Your task is to reproduce the material exactly.
-.-.-
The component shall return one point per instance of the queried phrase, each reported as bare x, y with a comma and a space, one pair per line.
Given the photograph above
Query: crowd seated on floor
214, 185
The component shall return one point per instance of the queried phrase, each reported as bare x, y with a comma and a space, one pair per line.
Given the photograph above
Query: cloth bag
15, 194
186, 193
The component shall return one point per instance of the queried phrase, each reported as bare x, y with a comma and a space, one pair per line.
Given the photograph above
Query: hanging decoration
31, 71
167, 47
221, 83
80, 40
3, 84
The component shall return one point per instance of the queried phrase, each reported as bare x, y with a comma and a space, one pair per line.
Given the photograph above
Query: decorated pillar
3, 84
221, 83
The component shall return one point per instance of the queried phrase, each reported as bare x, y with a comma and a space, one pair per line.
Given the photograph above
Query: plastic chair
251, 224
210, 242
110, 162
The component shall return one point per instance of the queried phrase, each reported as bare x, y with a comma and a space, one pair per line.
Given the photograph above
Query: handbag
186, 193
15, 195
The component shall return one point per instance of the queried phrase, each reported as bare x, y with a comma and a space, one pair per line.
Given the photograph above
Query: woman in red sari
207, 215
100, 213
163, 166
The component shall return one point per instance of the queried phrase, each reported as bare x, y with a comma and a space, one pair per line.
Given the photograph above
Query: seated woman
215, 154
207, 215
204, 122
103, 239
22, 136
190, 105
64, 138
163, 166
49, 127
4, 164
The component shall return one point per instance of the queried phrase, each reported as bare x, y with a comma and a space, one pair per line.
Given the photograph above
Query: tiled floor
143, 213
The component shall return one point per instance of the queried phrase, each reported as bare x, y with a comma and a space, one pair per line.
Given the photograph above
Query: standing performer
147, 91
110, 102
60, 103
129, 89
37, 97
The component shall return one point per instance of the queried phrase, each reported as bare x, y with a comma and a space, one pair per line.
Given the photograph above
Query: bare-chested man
-.-.-
* **SOLVED PROBLEM**
The component shall return one point per instance of the queried phrase, each reported as bare x, y with a comma and a space, one pair per line.
Given the photograph above
Query: crowd seated on floor
214, 185
The component shall return one point per instance of the queried phrase, each reported as bare x, y with a comma and a space, one pair per line.
Given the photograph above
Query: cloth bag
15, 194
186, 193
The component shall return one point per instance of the queried phrase, each reported as bare x, y with a comma and a space, one pair per line.
Given the photograph above
Query: hanging decoration
31, 71
167, 47
221, 83
80, 40
3, 84
The component shall return one point per instance of the queried phrase, each reported as bare x, y with a comma and a space, one pair per line.
Given the photograph above
Query: decorated pillar
3, 84
221, 83
The component shall return one point per instance of the queried phrase, each reported as bare x, y with a comma and a space, one pair per line.
Given the photograph above
Query: plastic chair
251, 224
210, 242
110, 162
The component shall return one point per instance of the queried phrase, each reported as bare x, y with a comma and a space, one pair per line.
Given the photograph above
Query: handbag
186, 193
15, 195
The component shall return one point per instance of the queried phrase, each reported as bare x, y with a comma and a space, one pair per line.
Given the photograph above
Query: woman in red sari
207, 215
100, 213
163, 166
The component shall return one point per instance of the queried phrase, each reported as bare x, y with a comma and a space, one pair per line.
Given the photograph above
Query: seated woman
215, 154
207, 215
204, 122
103, 239
22, 136
190, 105
64, 138
163, 166
49, 127
4, 164
The component shall return one point per instance of the queried phrase, each reported as bare x, y with a comma and a space, one pair per line.
Given the photograph above
Query: tiled floor
143, 213
The component shall return one point per instance of the queried phrase, each reported as bare x, y with a comma and a space, one pair per line.
Given the photograph above
Query: standing performer
147, 91
110, 102
60, 103
129, 89
37, 97
The component shall return one point per instance of the queried phrase, each reported as bare x, y with a comma and a space, one pair per line.
Given the photograph above
Query: bare-chested man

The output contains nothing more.